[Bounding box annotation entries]
BEGIN
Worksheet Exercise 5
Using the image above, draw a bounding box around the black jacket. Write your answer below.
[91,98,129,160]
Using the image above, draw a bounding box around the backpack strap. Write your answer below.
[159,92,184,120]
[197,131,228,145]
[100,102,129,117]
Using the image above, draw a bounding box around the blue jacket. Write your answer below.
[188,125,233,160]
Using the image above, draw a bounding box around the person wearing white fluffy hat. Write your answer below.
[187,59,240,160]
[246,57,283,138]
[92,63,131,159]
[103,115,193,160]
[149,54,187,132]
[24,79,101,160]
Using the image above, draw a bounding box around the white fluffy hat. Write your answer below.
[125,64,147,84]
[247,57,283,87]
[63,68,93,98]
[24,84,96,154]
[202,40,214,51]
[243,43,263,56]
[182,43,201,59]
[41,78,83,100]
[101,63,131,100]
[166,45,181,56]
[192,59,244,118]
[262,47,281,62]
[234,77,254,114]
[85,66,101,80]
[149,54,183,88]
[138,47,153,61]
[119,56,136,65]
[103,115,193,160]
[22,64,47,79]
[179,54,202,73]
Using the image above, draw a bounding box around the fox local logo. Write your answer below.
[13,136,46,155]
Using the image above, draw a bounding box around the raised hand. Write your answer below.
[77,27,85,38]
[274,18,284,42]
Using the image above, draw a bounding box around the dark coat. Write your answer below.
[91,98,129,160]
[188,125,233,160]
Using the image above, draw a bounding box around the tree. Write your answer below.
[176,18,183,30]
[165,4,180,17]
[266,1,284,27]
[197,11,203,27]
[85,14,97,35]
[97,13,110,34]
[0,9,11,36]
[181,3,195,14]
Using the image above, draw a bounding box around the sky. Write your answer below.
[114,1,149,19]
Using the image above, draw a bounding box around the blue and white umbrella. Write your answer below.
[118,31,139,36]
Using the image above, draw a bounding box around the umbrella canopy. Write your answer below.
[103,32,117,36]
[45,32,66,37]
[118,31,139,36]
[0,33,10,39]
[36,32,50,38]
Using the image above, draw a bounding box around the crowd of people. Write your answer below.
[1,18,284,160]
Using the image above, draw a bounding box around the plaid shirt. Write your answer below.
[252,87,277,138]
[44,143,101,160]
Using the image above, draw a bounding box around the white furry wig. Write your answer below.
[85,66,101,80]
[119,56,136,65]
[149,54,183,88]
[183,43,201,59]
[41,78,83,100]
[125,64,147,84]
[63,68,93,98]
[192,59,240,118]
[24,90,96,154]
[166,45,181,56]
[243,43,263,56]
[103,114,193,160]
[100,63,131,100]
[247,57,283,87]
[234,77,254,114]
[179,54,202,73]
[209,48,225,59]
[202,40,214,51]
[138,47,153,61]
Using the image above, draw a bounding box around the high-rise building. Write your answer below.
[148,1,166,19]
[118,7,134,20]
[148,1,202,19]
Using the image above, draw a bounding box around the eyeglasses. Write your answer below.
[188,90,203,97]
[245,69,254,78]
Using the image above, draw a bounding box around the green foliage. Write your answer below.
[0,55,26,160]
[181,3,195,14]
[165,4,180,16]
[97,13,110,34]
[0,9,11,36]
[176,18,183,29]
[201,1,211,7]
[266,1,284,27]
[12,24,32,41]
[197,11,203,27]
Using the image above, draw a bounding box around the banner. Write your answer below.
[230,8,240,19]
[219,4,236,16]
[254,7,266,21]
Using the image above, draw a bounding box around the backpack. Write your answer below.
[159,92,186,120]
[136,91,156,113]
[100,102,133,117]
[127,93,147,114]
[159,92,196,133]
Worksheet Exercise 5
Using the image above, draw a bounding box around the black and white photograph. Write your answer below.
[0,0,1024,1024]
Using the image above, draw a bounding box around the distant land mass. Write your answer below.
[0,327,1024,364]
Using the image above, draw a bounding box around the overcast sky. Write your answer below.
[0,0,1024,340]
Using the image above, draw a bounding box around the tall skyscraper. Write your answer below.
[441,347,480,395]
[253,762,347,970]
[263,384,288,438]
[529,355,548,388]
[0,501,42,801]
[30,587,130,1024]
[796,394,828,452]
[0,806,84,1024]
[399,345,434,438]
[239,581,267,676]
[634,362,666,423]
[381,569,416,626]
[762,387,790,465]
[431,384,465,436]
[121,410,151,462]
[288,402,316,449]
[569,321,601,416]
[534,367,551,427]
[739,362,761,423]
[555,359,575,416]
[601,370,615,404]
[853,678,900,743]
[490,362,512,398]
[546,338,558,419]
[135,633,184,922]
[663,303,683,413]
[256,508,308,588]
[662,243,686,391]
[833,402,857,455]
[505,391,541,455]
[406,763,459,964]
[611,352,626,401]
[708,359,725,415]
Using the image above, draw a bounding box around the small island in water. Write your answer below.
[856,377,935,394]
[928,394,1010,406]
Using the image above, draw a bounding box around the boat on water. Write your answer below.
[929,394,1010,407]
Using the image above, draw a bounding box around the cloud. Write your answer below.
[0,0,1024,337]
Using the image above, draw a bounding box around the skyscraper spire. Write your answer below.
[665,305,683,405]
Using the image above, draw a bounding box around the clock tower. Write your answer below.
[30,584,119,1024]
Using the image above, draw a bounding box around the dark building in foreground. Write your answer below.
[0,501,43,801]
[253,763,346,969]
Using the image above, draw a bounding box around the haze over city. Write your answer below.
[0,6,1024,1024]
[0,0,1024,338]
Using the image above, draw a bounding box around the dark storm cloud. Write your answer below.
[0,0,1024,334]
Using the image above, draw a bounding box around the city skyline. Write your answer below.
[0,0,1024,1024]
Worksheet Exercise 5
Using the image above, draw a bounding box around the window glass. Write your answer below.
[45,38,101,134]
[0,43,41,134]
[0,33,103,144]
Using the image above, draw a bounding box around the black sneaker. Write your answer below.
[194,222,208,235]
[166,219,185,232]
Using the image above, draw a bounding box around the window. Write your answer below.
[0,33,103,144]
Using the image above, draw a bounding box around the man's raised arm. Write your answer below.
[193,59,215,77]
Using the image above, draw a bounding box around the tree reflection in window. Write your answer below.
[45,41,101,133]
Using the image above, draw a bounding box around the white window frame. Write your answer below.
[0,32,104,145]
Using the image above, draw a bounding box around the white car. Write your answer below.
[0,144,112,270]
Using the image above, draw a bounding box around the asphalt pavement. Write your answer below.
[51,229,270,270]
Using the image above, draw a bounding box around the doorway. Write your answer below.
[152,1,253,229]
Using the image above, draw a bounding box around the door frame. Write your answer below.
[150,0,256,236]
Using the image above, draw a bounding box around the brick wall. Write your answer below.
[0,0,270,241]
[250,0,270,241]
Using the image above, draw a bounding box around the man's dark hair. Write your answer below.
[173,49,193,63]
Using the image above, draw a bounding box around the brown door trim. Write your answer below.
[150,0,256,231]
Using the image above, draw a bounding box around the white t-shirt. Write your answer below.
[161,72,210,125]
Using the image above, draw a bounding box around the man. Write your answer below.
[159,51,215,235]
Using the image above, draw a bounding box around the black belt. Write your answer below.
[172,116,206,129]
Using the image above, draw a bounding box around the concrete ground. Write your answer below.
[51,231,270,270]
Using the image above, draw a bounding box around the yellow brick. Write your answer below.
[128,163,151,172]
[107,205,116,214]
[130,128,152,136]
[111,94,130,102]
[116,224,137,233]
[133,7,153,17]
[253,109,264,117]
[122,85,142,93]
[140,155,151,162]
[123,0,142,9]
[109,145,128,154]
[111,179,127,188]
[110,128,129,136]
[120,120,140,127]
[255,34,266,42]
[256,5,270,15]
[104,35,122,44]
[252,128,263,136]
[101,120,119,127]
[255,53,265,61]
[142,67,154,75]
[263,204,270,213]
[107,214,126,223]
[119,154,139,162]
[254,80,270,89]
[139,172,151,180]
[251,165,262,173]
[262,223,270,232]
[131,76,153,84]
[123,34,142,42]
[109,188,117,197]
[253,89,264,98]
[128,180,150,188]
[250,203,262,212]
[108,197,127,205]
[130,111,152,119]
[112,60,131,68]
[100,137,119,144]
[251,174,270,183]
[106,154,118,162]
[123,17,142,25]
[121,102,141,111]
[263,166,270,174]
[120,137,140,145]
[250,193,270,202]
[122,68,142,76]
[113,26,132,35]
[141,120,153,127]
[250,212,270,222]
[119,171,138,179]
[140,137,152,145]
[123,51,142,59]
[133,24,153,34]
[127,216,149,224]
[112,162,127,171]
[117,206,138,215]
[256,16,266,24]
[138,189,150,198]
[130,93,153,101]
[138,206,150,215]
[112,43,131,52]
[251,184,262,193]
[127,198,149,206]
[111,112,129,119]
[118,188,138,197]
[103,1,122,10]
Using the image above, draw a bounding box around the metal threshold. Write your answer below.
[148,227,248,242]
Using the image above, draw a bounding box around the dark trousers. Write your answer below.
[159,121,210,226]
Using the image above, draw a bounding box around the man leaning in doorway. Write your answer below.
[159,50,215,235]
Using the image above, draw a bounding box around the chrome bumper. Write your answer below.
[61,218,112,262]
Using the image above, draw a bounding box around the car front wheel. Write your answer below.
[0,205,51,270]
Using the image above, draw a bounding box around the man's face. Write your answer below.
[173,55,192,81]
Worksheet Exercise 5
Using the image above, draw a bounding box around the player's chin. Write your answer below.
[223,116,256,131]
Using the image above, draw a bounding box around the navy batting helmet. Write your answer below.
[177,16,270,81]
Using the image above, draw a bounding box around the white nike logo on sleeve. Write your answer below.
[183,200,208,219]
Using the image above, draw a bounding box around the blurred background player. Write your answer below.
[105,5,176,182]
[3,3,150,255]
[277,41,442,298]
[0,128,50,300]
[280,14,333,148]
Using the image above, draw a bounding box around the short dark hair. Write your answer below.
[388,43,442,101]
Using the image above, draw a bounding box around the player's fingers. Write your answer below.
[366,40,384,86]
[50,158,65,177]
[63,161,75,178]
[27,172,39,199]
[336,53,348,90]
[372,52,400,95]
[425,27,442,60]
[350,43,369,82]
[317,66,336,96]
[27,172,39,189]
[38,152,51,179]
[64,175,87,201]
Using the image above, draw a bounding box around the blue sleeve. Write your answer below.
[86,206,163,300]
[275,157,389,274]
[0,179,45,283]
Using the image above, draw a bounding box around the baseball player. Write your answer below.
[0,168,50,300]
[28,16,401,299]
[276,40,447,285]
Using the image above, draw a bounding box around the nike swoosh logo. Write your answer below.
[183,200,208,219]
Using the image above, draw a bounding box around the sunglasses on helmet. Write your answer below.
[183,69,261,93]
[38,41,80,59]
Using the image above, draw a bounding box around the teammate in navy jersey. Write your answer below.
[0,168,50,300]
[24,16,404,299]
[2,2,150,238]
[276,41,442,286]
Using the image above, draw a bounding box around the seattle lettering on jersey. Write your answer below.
END
Given exercise: Copy the listing from the line with "belt. Write your answer below." up to and including the line with "[51,231,270,270]", without any changes.

Solution for this problem:
Using the image above, draw a bounding box around the black belt. Write your answer below.
[172,116,206,129]
Using the image above, draw a bounding box around the concrete ground. Write your answer below.
[51,231,270,270]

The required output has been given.